• _WRITTEN TASK_: Rewrite the items from the line with "254, row 336." up to and including the line with "column 252, row 184", swapping "bird's" for "nuthatch's" and leaving everything else unchanged. Give only those lines.
>> start LISTED ENTRIES
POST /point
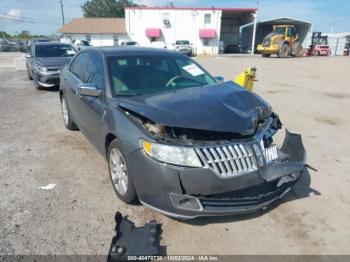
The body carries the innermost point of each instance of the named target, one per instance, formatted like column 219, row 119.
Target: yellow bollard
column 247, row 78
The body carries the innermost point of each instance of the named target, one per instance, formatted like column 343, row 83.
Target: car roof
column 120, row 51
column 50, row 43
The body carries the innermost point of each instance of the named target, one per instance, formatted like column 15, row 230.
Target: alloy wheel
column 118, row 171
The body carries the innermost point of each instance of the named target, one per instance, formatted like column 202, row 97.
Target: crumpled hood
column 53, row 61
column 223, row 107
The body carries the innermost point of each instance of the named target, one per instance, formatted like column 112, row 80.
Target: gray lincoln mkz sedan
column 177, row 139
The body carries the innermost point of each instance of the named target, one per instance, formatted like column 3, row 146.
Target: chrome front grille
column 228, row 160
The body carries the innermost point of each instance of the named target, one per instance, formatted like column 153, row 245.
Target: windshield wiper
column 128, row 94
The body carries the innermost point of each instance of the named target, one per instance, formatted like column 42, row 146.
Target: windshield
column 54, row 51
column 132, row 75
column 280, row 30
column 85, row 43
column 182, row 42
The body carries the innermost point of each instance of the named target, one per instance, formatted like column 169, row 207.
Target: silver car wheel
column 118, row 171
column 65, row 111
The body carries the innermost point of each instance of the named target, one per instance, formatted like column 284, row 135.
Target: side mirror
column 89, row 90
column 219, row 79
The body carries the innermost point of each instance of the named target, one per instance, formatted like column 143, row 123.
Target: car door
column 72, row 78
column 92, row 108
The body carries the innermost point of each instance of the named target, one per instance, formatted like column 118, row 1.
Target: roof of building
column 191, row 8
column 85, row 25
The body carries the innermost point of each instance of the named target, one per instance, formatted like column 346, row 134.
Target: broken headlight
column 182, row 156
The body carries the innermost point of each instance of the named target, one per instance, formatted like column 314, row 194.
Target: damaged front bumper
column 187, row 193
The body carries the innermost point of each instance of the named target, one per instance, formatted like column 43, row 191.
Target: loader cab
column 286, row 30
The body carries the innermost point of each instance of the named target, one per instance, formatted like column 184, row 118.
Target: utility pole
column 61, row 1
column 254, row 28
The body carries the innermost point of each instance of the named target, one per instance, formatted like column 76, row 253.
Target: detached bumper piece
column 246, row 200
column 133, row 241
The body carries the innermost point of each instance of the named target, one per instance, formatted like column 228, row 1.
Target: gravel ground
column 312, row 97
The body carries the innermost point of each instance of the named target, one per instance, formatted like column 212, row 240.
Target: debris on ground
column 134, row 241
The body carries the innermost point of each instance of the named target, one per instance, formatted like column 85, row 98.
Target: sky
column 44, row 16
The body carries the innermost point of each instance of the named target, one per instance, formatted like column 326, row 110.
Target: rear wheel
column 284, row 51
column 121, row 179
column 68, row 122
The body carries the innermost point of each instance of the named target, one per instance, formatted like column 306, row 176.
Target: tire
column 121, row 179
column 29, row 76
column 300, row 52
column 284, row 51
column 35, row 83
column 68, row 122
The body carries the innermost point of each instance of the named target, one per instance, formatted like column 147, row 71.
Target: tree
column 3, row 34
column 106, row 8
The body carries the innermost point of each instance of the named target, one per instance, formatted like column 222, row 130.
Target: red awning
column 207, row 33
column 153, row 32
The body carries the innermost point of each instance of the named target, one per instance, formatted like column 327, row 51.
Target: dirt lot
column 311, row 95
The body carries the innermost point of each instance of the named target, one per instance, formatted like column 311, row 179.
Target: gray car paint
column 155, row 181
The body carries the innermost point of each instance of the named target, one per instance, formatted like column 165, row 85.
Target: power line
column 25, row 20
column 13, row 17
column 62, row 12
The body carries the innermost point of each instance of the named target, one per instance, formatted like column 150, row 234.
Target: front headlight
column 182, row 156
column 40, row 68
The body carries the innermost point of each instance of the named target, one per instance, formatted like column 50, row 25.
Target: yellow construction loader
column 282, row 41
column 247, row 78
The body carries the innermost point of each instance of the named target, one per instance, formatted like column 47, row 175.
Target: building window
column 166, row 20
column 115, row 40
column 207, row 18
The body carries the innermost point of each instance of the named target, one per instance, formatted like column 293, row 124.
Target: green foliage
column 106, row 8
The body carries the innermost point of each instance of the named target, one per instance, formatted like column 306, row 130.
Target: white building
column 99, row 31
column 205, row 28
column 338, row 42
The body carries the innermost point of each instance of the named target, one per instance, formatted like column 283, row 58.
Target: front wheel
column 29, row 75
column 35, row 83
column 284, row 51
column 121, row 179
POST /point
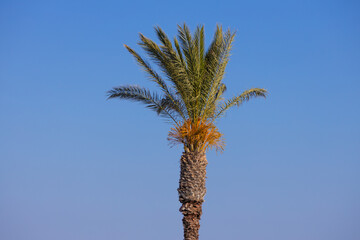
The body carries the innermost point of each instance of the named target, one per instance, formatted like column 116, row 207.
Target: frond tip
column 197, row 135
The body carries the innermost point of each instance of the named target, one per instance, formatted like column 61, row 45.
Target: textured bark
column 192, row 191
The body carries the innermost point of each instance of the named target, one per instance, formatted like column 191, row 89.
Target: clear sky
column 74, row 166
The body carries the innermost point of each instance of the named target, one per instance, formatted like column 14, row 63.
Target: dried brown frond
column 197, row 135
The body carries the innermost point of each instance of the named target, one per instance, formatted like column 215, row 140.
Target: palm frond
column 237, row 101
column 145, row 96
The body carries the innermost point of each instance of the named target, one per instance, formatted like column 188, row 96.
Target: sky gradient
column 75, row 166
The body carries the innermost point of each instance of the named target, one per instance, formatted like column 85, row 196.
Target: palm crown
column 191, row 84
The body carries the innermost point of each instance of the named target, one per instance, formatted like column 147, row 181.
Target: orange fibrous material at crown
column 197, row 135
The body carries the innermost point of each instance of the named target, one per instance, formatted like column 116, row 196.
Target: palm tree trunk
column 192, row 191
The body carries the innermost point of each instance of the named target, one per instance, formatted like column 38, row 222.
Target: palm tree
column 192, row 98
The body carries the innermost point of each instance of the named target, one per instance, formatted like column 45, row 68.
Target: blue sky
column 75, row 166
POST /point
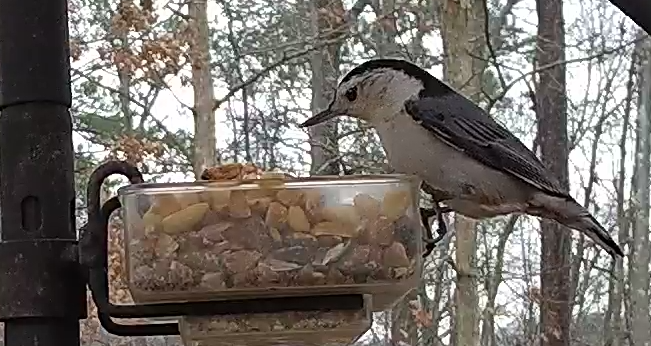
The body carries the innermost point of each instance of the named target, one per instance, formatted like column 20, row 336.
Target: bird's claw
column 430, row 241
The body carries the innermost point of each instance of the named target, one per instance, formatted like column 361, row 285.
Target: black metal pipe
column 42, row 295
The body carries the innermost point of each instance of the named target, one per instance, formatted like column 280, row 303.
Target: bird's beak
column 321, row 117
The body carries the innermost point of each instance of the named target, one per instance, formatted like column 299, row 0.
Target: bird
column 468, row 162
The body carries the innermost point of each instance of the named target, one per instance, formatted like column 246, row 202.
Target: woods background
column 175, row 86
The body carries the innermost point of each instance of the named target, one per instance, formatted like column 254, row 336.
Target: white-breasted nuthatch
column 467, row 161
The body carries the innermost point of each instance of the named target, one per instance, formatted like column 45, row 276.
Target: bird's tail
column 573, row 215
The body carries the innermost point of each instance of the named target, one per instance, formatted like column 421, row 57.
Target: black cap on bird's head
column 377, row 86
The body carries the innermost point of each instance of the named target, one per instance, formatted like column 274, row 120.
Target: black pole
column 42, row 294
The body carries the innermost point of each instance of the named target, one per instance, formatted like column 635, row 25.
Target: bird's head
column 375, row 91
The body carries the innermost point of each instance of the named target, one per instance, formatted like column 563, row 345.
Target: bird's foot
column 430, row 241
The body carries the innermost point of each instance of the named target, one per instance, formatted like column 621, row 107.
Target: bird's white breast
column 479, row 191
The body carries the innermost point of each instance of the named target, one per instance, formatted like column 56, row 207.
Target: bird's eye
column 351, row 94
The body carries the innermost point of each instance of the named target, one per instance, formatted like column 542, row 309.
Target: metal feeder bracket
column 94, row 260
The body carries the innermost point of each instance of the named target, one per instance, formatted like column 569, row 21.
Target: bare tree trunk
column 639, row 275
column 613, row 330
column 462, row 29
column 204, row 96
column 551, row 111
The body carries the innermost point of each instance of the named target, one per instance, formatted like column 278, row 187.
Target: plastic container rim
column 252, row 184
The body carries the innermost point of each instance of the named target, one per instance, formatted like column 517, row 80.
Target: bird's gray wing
>> end LISTED ENTRIES
• _SOLUTION_:
The body carries the innermost point of each instance of the named target, one per instance, formatted like column 254, row 336.
Target: white-breasted nuthatch
column 467, row 161
The body carries the innermost point of each instance of the named target, one per instance, formatted like column 45, row 276.
Target: nuthatch's tail
column 573, row 215
The body carries the innermost point of each instance of the named target, one per instance, formatted like column 421, row 57.
Target: black cap on nuthatch's head
column 377, row 86
The body carries the innermost point of each instance of the named target, one per instance, formatted like column 274, row 120.
Target: black pole
column 42, row 294
The body carries the innermost point of each instance of the named target, one per instance, formatted like column 635, row 25.
Target: nuthatch's head
column 375, row 91
The body carries the innermost point of each instance of the named target, one per instance, formatted like column 563, row 345.
Target: nuthatch's foot
column 430, row 241
The body carries the innermost point of each instance of the named target, one per instance, formatted like column 621, row 107.
Target: nuthatch's white breast
column 479, row 191
The body carries the innermost point of each instance of the named target, one per instance, formatted like column 56, row 207.
Target: nuthatch's eye
column 351, row 94
The body carries the innermost point of each instance of the named target, one per instance, formatted like column 542, row 309.
Target: metal feeder bracket
column 94, row 260
The body carries the innermost point of each instance of the named target, one per instance, formatted like column 569, row 21.
Target: bare tree trunk
column 639, row 275
column 613, row 330
column 462, row 29
column 204, row 96
column 551, row 111
The body carries the innermost point of each instance of the named target, one per instance, formatted like column 278, row 187.
Target: plastic container rim
column 252, row 184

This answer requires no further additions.